> Set tasks:
1. In the passage on selecting variables in R, why is using subset() not recommended?
2. Continue the passage on selecting variables in R from its last sentence.

> Supplied passage:
## BEGIN

Here, the function tally() simply counts the number of number rows in the data related to each student, reported in the column n which we rename to Frequency.Total with the rename() function. We could also count the number of events by event type for each student

events |>
  group_by(user, Action) |>
  count(Action)

4 Selecting variables

In the tidyverse paradigm, selecting columns, i.e., variables from data is done using the select() function. The select() function is very versatile, allowing the user to carry out selections ranging from simple selection of a single variable to highly complicated selections based on multiple criteria. The most basic selection selects only a single variable in the data based on its name. For example, we can select the employment statuses of students as follows

demographics |> 
  select(Employment)

Note that using select() with a single variable is not the same as using the $ symbol to select a variable, as the result is still a tibble, select() simply produces a subset of the data, where only the selected columns are present. Select is more similar to subset() in base R, which can accomplish similar tasks as select() and filter() in the tidyverse. However, we do not recommend using subset(), as it may not work correctly when the working environment has variables that have the same name as columns in the data, which can lead to undesired outcomes.

To extract the values of the selected column as a vector, we can use the function pull(). We use the head() function here to limit the console output to just the first few values of the vector (default is 6 values).

demographics |> 
  pull(Employment) |>
  head()
[1] "None"      "None"      "None"      "None"      "Part-time" "Part-time"

The select() function syntax supports several operations that are similar to base R. We can select ranges of consecutive variables using :, complements using !, and combine selections using c(). The following selections illustrate some of these features:

demographics |> 
  select(user:Origin)
demographics |> 
  select(!Gender)
demographics |> 
  select(c(user, Surname))

In the first selection, we select all variables starting from user on the left to Origin on the right. In the second, we select all variables except Gender. In the third, we select both user and Surname variables.

Sometimes, our selection might not be based directly on the variable names themselves as in the examples above but instead on vectors that contain the names of columns we wish to select. In such cases, we can use the function all_of(). We can consider the intersections or unions of such selections using & and |, respectively.

cols_a <- c("user", "Name", "Surname")
cols_b <- c("Surname", "Origin")
demographics |> 
  select(all_of(cols_a))
demographics |> 
  select(all_of(cols_a) & all_of(cols_b))
demographics |> 
  select(all_of(cols_a) | all_of(cols_b))

Often the names of data variables follow a similar pattern, and these patterns can be used to construct selections. Selections based on a prefix or a suffix in the variable name can be carried out with the functions starts_with() and ends_with(), respectively. The function contains() is used to look for a specific substring in the names of the variables, and more complicated search patterns can be defined with the function matches() that uses regular expressions (see ?tidyselect::matches for further information).

## END

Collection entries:
## BEGIN

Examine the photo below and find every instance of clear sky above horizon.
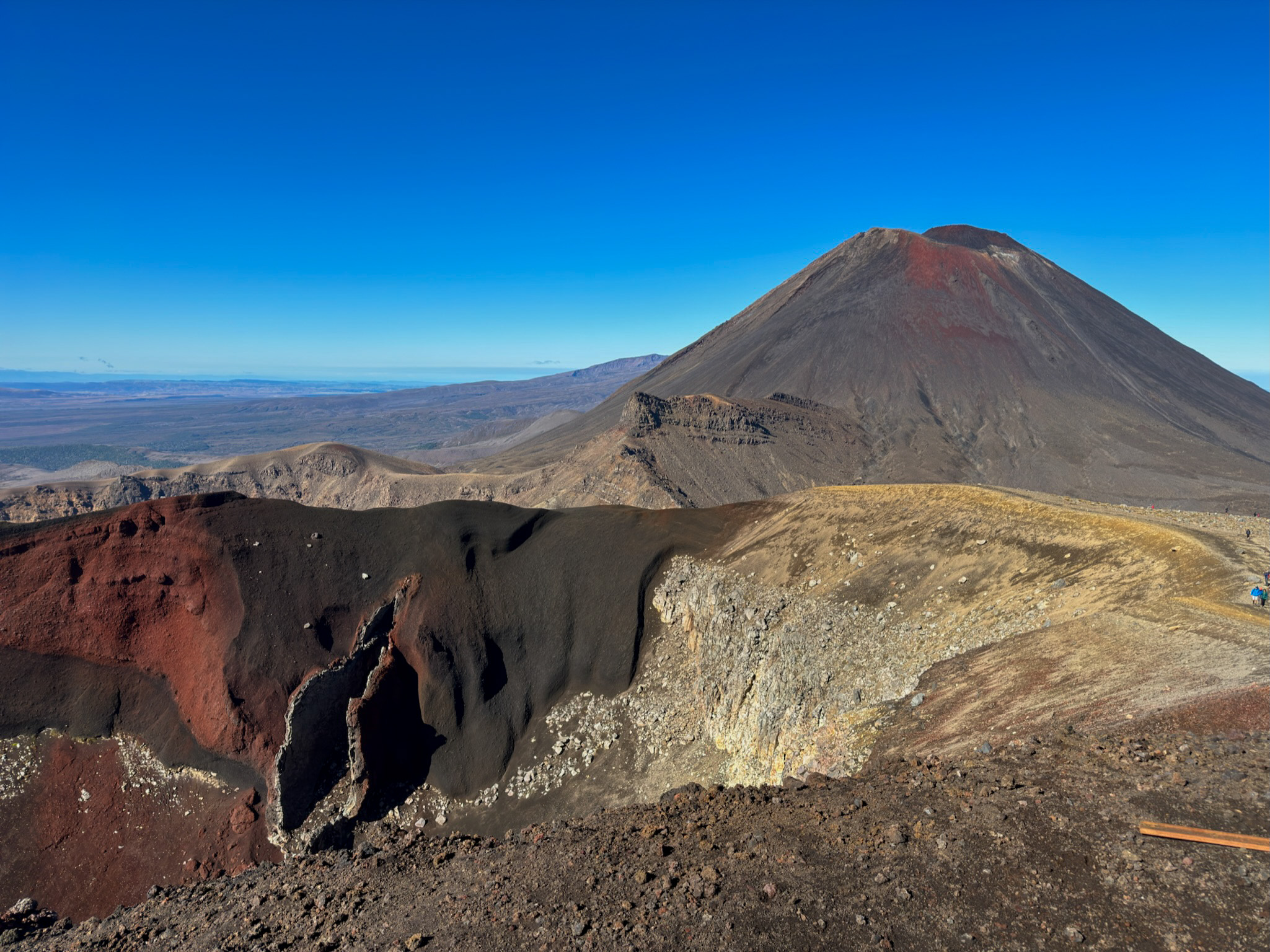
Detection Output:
[0,0,1270,376]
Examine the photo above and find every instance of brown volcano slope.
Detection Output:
[482,226,1270,508]
[0,486,1270,917]
[0,394,867,522]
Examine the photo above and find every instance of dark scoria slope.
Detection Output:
[0,494,724,909]
[478,226,1270,505]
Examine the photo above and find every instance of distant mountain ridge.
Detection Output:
[0,354,663,459]
[476,224,1270,505]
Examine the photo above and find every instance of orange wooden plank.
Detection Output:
[1138,821,1270,853]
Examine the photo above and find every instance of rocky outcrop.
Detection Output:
[653,557,1038,783]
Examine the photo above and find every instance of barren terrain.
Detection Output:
[0,486,1270,947]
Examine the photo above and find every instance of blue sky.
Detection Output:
[0,0,1270,376]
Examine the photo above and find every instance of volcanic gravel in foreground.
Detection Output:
[0,731,1270,950]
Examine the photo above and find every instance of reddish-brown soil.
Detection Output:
[0,735,282,918]
[11,730,1270,952]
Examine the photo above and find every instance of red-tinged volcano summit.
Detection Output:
[487,224,1270,506]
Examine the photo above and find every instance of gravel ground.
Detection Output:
[7,730,1270,950]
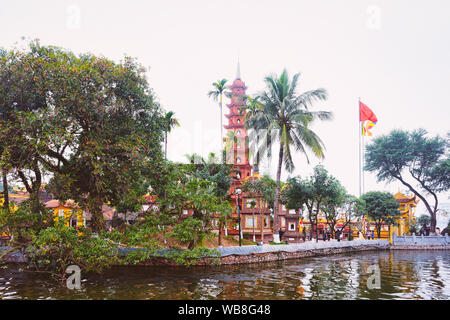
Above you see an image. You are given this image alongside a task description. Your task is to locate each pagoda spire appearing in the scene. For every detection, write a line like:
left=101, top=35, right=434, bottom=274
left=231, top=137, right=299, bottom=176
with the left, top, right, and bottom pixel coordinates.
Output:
left=236, top=58, right=241, bottom=79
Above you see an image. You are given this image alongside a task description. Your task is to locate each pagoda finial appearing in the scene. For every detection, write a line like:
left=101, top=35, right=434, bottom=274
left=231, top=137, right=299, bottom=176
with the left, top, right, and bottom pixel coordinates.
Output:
left=236, top=58, right=241, bottom=79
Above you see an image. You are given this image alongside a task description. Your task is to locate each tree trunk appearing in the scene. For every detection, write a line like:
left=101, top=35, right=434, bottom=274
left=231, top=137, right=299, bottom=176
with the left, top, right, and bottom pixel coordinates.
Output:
left=394, top=176, right=438, bottom=233
left=258, top=199, right=264, bottom=244
left=88, top=197, right=106, bottom=233
left=2, top=170, right=9, bottom=212
left=273, top=143, right=284, bottom=240
left=219, top=99, right=223, bottom=149
left=218, top=221, right=223, bottom=246
left=164, top=130, right=167, bottom=160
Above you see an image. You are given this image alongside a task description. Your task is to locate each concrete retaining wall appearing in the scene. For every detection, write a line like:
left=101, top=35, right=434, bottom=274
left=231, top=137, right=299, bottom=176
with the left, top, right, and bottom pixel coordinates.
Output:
left=392, top=233, right=450, bottom=248
left=218, top=240, right=390, bottom=265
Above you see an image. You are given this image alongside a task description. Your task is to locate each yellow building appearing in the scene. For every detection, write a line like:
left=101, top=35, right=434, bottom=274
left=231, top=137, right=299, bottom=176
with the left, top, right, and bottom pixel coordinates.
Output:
left=390, top=191, right=419, bottom=239
left=45, top=200, right=86, bottom=229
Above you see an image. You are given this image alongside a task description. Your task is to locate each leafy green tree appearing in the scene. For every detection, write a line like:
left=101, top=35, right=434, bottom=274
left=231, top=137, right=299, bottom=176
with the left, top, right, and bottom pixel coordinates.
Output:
left=242, top=175, right=276, bottom=242
left=167, top=175, right=231, bottom=249
left=16, top=46, right=165, bottom=231
left=361, top=191, right=401, bottom=239
left=246, top=70, right=332, bottom=237
left=417, top=214, right=431, bottom=228
left=0, top=41, right=49, bottom=210
left=208, top=79, right=228, bottom=145
left=321, top=179, right=350, bottom=236
left=164, top=111, right=180, bottom=159
left=183, top=152, right=232, bottom=246
left=282, top=165, right=345, bottom=239
left=364, top=129, right=450, bottom=232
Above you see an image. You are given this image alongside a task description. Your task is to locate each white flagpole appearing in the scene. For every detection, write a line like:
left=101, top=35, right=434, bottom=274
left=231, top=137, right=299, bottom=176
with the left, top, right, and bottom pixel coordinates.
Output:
left=358, top=98, right=362, bottom=197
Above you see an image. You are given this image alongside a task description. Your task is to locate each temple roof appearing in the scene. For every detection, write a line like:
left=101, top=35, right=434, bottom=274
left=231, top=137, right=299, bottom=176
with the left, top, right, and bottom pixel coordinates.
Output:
left=394, top=191, right=418, bottom=203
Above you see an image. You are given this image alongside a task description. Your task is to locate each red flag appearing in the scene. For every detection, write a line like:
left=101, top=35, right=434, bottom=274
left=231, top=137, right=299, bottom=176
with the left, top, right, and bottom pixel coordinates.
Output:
left=359, top=101, right=378, bottom=123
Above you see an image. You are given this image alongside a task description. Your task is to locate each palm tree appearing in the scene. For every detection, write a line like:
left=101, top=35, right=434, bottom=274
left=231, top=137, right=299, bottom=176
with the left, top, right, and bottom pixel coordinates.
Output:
left=239, top=96, right=262, bottom=168
left=164, top=111, right=180, bottom=159
left=246, top=69, right=332, bottom=241
left=208, top=79, right=228, bottom=149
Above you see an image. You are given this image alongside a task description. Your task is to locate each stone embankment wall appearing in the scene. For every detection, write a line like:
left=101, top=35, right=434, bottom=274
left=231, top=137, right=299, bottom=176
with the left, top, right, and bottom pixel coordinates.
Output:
left=218, top=240, right=390, bottom=265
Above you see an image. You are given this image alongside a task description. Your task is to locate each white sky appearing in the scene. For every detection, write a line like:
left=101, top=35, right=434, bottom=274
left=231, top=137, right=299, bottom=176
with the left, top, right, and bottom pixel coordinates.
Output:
left=0, top=0, right=450, bottom=225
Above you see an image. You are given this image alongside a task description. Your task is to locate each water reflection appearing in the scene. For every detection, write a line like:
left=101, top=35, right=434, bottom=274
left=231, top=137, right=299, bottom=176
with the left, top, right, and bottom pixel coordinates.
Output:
left=0, top=251, right=450, bottom=300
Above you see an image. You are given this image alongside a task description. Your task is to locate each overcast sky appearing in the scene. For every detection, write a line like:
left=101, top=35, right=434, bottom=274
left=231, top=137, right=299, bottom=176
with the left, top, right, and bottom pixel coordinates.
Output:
left=0, top=0, right=450, bottom=228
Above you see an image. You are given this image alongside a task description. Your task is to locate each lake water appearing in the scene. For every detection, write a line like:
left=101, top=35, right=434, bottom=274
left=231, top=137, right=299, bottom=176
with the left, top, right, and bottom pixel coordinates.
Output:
left=0, top=250, right=450, bottom=300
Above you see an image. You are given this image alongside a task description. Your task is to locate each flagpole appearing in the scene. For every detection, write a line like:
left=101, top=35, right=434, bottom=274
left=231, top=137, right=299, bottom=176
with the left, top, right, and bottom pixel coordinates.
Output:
left=361, top=115, right=367, bottom=194
left=358, top=98, right=362, bottom=197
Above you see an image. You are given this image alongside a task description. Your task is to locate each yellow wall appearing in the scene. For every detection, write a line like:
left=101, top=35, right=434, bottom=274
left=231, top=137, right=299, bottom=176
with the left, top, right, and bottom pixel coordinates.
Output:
left=53, top=205, right=83, bottom=228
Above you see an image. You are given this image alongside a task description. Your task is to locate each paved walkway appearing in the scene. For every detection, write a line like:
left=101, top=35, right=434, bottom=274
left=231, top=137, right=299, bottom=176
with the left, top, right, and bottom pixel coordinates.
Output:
left=217, top=239, right=389, bottom=257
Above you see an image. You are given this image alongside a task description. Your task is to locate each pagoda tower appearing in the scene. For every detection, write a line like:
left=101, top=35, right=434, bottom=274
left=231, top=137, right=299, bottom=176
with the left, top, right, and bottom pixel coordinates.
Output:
left=224, top=62, right=252, bottom=233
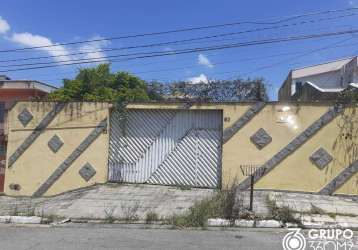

## END

> Answers for the exercise:
1. It may not work correctly when the working environment has variables with the same names as columns in the data, which can lead to undesired outcomes.

2.
results |> 
  select(starts_with("Grade"))
results |> 
  select(contains("Data"))

So far, our selections have been based on variable names, but other conditions for selection are also feasible. The general-purpose helper function where() is used to select those variables for which a function provided to it returns TRUE. For example, we could select only those columns that contain character type data or double type data.

results |> 
  select(where(is.character))
results |> 
  select(where(is.double))

5 Filtering observations

In contrast to selection which relates to obtaining a subset of the columns of the data, filtering refers to obtaining a subset of the rows. In the tidyverse, data filtering is carried out with the dplyr package function filter(), which should not be confused with the base R filter() function in the stats package. As we have attached the dplyr package, the base R filter() function is masked, meaning that when we write code that uses filter(), the dplyr version of the function will automatically be called.

Filtering is often a much simpler operation than selecting variables, as the filtering conditions are based solely on the values of the data variables. Using filter() is analogous to the base R subset operator [, but the filtering condition is given as an argument to the filter() function instead. It is good to remind that in R a single equal sign (=) is merely for arguments of function calls, while double equal sign (==) is needed for comparison of two values. And example of filter:

demographics |> 
  filter(Origin == "Bosnia") |> 
  select(Name, Surname)

The code above first filters our student demographics data to only those students whose country of origin is Bosnia. Then, we select their first and last names.

Multiple filtering conditions can be refined and combined using base R logical operators, such as & and |.

demographics |>
  filter(Gender == "F" & Location == "Remote")

Here, we filtered our data to female students who are studying remotely. The same result could also be obtained by using the filter() function two times

demographics |>
  filter(Gender == "F") |> 
  filter(Location == "Remote")

This type of approach may improve the readability of your code especially when there are several independent filtering conditions to be applied simultaneously.

Filters can naturally be based on numeric values as well. For example, we could select those students whose final grade is higher than 8.

results |> 
  filter(Final_grade > 8)

Similarly, we could select students based on their total number of Moodle events.

events_summary |>
  filter(Frequency.Total > 100 & Frequency.Total < 500)

6 Transforming variables

In the best-case scenario, our data is already in the desired format after it has been read into R, but this is rarely the case with real datasets. We may need to compute new variables that were not present in the original data, convert measurements to different units, or transform text data into a numeric form. In the tidyverse, data transformations are carried out by the mutate() function of the dplyr package. This function can be used to transform multiple variables at the same time or to construct entirely new variables. The syntax of the function is the same in both cases: first, the name of the variable should be provided followed by an R expression that defines the variable. The transformed data is not automatically assigned to any variable, enabling transformations to be used as temporary variables within a chain of piped operations.

As a simple example, we could convert the students’ locations into a factor variable.

demographics |> 
  mutate(Location = factor(Location))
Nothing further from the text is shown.